Una anécdota para los nietos

Las versiones coinciden en que se lo llevaron por error. Estuvo cinco días detenido en Devoto. “Nunca lo vi resentido”, cuenta su hija.

09 OCT 2022 - 19:22 | Actualizado 09 OCT 2022 - 19:25

Alberto Barceló estaba en el lugar y en el momento equivocado. Días antes del 11 de octubre había aceptado hacerse cargo de un almacén de Puerto Pirámides como un favor de vecino. Pero esa madrugada los uniformados no le creyeron que no tuviera nada que ver con el dueño, y se lo llevaron detenido.

En 1972 vivían en el pueblo unas cincuenta familias. Tenía una escuela pequeña y contaba con luz eléctrica hasta las doce de la noche. No existían los locales partidarios. Alberto, piramidense de nacimiento, tenía 38 años y era peronista de corazón. Le había tocado cumplir el servicio militar como granadero a caballo durante la Revolución Libertadora de septiembre de 1955 en Buenos Aires, y contaba que conoció a Perón cuando el presidente depuesto le llevaba cigarrillos a la guardia.

La semana de la detención el dueño de la despensa le contó a Barceló que debía viajar a Capital Federal para atender a una hija enferma. Alberto, que administraba el campo familiar, no dudó en cuidar el negocio y llevó consigo a la casa prestada a su mujer y a sus dos hijos pequeños, Nancy y Jorge. La mañana del 11 de octubre María Ángela Francinelli creyó que los golpes en la puerta eran los de su hermano que v e n í a a tomar los mates de las siete. Le llamó la atención la insistencia. Se quedó sin palabras cuando se encontró con las armas largas apuntándole a la cara. Quería gritar “hay milicos” pero pudo decir “Alberto levantáte que hay policías”.

◆ Enunciado:
Responde con datos del fragmento sobre Alberto Barceló.
1. ¿Cuántos días estuvo detenido en Devoto?
2. ¿Cuántas familias vivían en el pueblo en 1972?
3. ¿De quién creyó María Ángela Francinelli que eran los golpes en la puerta la mañana del 11 de octubre?

◆ Registros:
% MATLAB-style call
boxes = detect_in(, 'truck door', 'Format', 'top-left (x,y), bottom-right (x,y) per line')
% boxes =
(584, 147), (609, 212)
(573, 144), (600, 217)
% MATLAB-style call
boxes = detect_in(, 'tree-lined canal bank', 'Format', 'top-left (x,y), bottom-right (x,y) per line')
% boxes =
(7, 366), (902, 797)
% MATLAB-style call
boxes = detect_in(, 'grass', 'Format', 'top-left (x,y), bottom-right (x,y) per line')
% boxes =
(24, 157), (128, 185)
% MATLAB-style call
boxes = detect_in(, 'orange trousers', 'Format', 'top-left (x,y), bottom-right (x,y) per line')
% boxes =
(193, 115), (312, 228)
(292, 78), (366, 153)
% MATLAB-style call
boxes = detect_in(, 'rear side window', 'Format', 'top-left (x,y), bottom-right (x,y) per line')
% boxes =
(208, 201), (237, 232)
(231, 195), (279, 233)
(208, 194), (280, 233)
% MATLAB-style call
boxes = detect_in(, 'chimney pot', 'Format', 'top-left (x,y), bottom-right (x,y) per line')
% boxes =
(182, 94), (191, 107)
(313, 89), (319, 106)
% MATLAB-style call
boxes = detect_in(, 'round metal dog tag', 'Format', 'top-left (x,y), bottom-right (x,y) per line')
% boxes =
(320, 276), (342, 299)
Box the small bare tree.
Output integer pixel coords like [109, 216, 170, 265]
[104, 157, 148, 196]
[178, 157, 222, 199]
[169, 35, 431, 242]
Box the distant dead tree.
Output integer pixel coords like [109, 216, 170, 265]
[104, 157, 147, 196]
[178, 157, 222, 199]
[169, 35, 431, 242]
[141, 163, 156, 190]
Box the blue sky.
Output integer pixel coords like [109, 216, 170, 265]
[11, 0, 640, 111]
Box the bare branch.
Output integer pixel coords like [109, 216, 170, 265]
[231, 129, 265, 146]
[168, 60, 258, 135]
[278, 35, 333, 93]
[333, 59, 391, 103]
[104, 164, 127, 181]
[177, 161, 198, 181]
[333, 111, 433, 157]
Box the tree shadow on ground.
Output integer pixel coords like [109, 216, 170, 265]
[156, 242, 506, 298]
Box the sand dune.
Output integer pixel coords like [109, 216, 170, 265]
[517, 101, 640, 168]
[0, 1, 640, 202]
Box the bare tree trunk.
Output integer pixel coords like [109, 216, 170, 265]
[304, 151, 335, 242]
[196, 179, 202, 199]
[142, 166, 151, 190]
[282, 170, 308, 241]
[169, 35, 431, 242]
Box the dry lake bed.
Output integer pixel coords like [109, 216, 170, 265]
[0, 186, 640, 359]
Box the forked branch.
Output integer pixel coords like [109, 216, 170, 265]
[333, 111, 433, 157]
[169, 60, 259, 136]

◆ Solución:
1. Cinco días.
2. Unas cincuenta familias.
3. De su hermano, que venía a tomar los mates de las siete.